## Extracted records
╭──

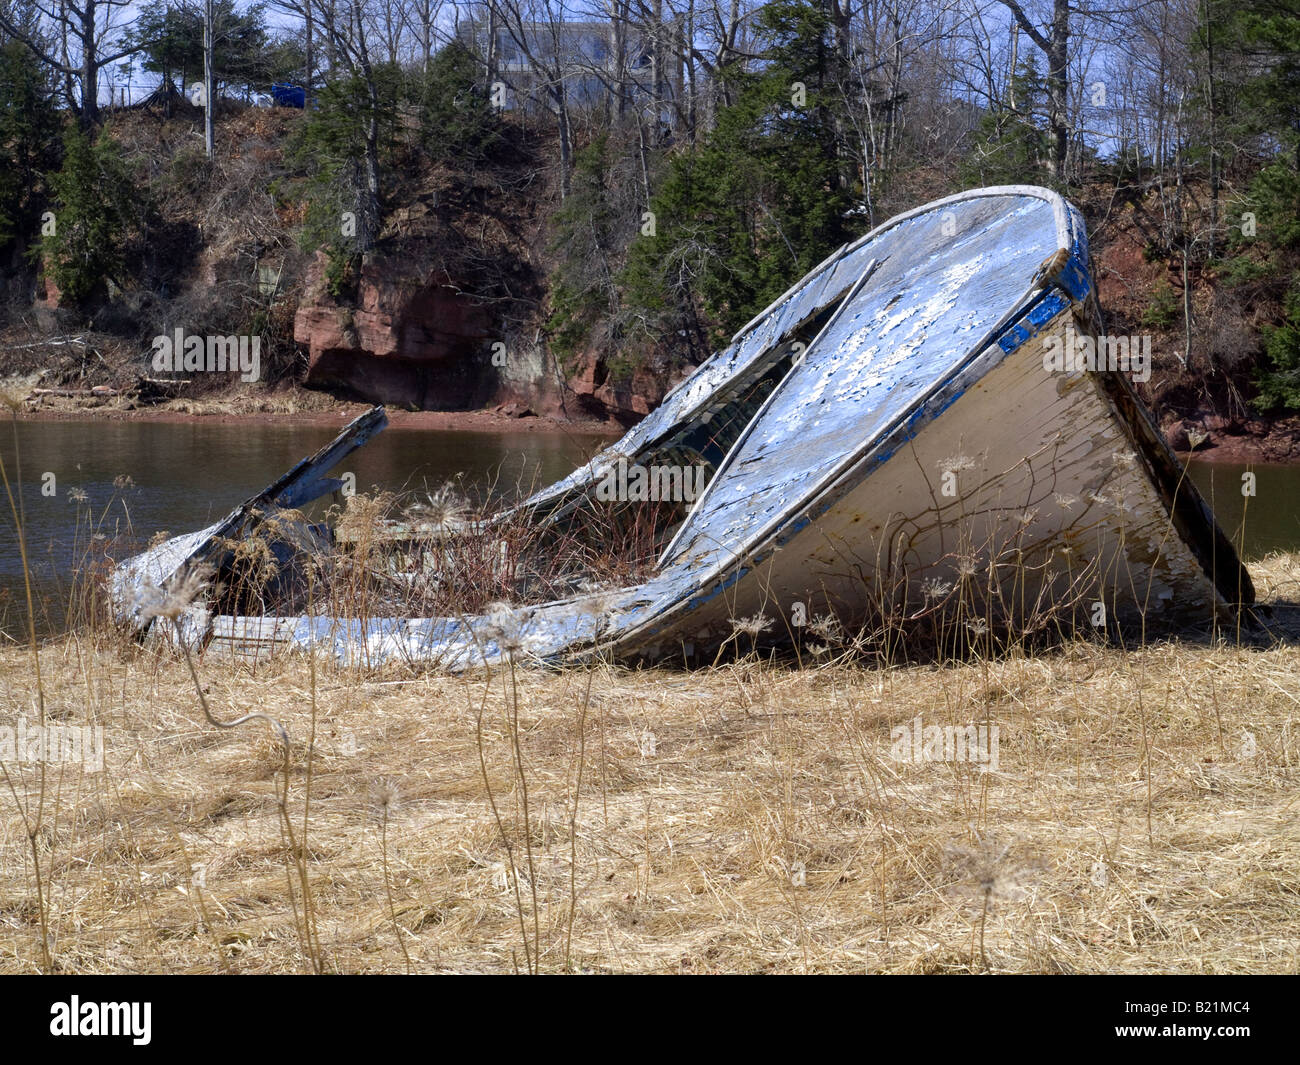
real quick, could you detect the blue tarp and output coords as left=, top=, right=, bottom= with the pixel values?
left=271, top=83, right=305, bottom=108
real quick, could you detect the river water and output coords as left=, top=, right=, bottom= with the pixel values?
left=1, top=419, right=1296, bottom=638
left=0, top=419, right=610, bottom=637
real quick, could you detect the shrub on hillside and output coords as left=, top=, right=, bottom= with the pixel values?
left=41, top=129, right=144, bottom=305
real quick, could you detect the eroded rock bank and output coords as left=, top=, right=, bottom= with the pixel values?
left=292, top=250, right=690, bottom=424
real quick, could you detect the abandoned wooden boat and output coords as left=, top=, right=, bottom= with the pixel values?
left=112, top=186, right=1253, bottom=667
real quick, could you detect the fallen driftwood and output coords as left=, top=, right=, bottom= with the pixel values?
left=133, top=377, right=191, bottom=400
left=27, top=385, right=120, bottom=399
left=6, top=335, right=89, bottom=351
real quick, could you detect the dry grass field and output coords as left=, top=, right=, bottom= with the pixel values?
left=1, top=553, right=1297, bottom=975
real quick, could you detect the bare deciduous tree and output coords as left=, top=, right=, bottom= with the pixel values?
left=0, top=0, right=140, bottom=127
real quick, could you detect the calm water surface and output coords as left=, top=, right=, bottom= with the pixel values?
left=0, top=419, right=610, bottom=637
left=1185, top=460, right=1300, bottom=560
left=0, top=420, right=1296, bottom=637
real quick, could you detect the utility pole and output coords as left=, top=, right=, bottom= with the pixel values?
left=203, top=0, right=215, bottom=159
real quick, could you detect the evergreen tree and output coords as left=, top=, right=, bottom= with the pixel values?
left=287, top=43, right=502, bottom=295
left=0, top=37, right=60, bottom=250
left=959, top=58, right=1053, bottom=189
left=546, top=134, right=637, bottom=371
left=1257, top=284, right=1300, bottom=409
left=622, top=0, right=855, bottom=350
left=1211, top=0, right=1300, bottom=408
left=125, top=0, right=270, bottom=96
left=41, top=129, right=141, bottom=304
left=288, top=60, right=405, bottom=282
left=1225, top=1, right=1300, bottom=164
left=409, top=39, right=499, bottom=166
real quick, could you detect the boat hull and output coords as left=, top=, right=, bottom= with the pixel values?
left=117, top=186, right=1250, bottom=668
left=611, top=302, right=1237, bottom=659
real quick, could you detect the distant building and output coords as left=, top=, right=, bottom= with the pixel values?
left=458, top=18, right=683, bottom=116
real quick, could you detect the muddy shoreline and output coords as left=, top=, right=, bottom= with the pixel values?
left=1172, top=426, right=1300, bottom=465
left=15, top=401, right=622, bottom=437
left=9, top=391, right=1299, bottom=461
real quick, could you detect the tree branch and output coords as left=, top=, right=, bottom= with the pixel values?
left=0, top=15, right=78, bottom=75
left=996, top=0, right=1051, bottom=55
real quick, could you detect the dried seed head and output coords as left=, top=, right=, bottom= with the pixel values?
left=922, top=577, right=953, bottom=601
left=135, top=563, right=215, bottom=622
left=412, top=485, right=466, bottom=535
left=729, top=613, right=772, bottom=637
left=576, top=586, right=618, bottom=634
left=808, top=613, right=843, bottom=642
left=483, top=600, right=524, bottom=653
left=943, top=832, right=1043, bottom=905
left=369, top=777, right=401, bottom=818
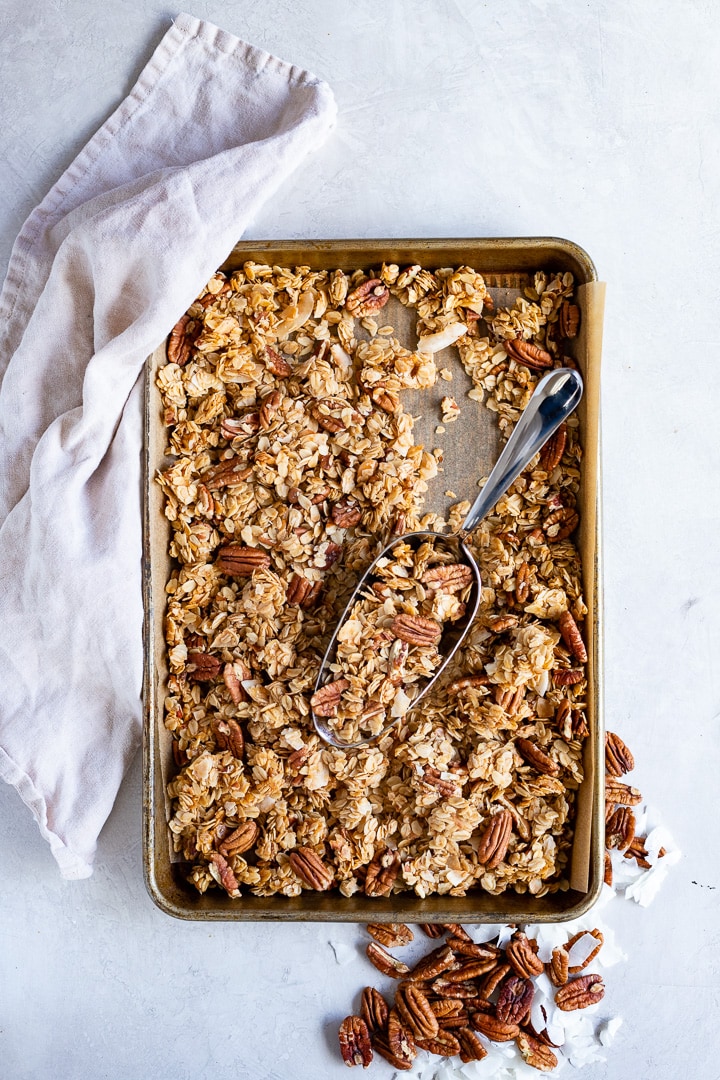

╰──

## How to complete this task
Drop every picture and repeat the rest of the entries exactly.

## Solution to the exercise
real quick, could you detect the blue tarp and output coords as left=, top=, right=, bottom= with the pixel values?
left=271, top=83, right=305, bottom=108
real quick, could you detect the river water and output coords as left=, top=, right=, bottom= with the pixel values?
left=1, top=419, right=1296, bottom=638
left=0, top=419, right=610, bottom=637
real quick, could you detect the shrub on hillside and output coords as left=, top=, right=, bottom= with the pixel values?
left=41, top=129, right=144, bottom=305
real quick, could you detect the eroded rock bank and output coords as left=, top=, right=, bottom= with the pixel values?
left=292, top=250, right=690, bottom=424
real quick, could you detect the abandoned wooden boat and output coords as left=, top=, right=, bottom= with the pixel values?
left=112, top=186, right=1253, bottom=667
real quick, could you detect the fallen driftwood and output coords as left=, top=, right=, bottom= with the pixel values?
left=133, top=377, right=191, bottom=400
left=27, top=385, right=120, bottom=399
left=6, top=335, right=89, bottom=351
real quick, could you detect the dry grass field and output coords as left=, top=, right=, bottom= with the pixel values?
left=1, top=553, right=1297, bottom=975
real quick, could you detect the bare deciduous tree and output coords as left=, top=, right=, bottom= with the pixel values?
left=0, top=0, right=140, bottom=127
real quick, could you detect the calm water surface and output coords as left=, top=, right=, bottom= with the pixel values?
left=0, top=419, right=610, bottom=637
left=1185, top=460, right=1300, bottom=560
left=0, top=420, right=1296, bottom=637
real quick, could you detect the utility pole and output coords as left=, top=, right=, bottom= with the pixel values?
left=203, top=0, right=215, bottom=159
real quick, could you detect the evergreen tree and output coords as left=, top=, right=, bottom= with the pixel values?
left=287, top=43, right=502, bottom=295
left=0, top=37, right=60, bottom=250
left=959, top=58, right=1053, bottom=189
left=546, top=134, right=637, bottom=371
left=1257, top=284, right=1300, bottom=409
left=622, top=0, right=855, bottom=350
left=1211, top=0, right=1300, bottom=408
left=125, top=0, right=270, bottom=96
left=41, top=129, right=141, bottom=304
left=288, top=60, right=405, bottom=282
left=1225, top=1, right=1300, bottom=164
left=409, top=39, right=499, bottom=166
real quick, could you detect the boat hull and output coords as left=, top=, right=, bottom= with the pixel values?
left=117, top=186, right=1250, bottom=668
left=611, top=302, right=1237, bottom=659
real quick, could you detect the distant building and output coords as left=, top=, right=, bottom= with the pixel values?
left=458, top=18, right=683, bottom=116
real quick, could you detect the muddy shoreline and output coords as left=, top=, right=, bottom= with the pixel values?
left=1172, top=426, right=1300, bottom=465
left=15, top=401, right=622, bottom=437
left=9, top=391, right=1299, bottom=461
real quick, could you detect the tree branch and output coords as left=, top=, right=, bottom= with the pixel values?
left=0, top=15, right=78, bottom=75
left=996, top=0, right=1051, bottom=55
real quick, could you detect the dried seed head and output coords as left=, top=, right=, bottom= with the pixel values?
left=922, top=577, right=953, bottom=601
left=135, top=563, right=215, bottom=622
left=412, top=485, right=466, bottom=535
left=729, top=613, right=772, bottom=637
left=576, top=586, right=618, bottom=634
left=808, top=613, right=843, bottom=642
left=483, top=600, right=524, bottom=653
left=943, top=832, right=1043, bottom=905
left=369, top=777, right=401, bottom=818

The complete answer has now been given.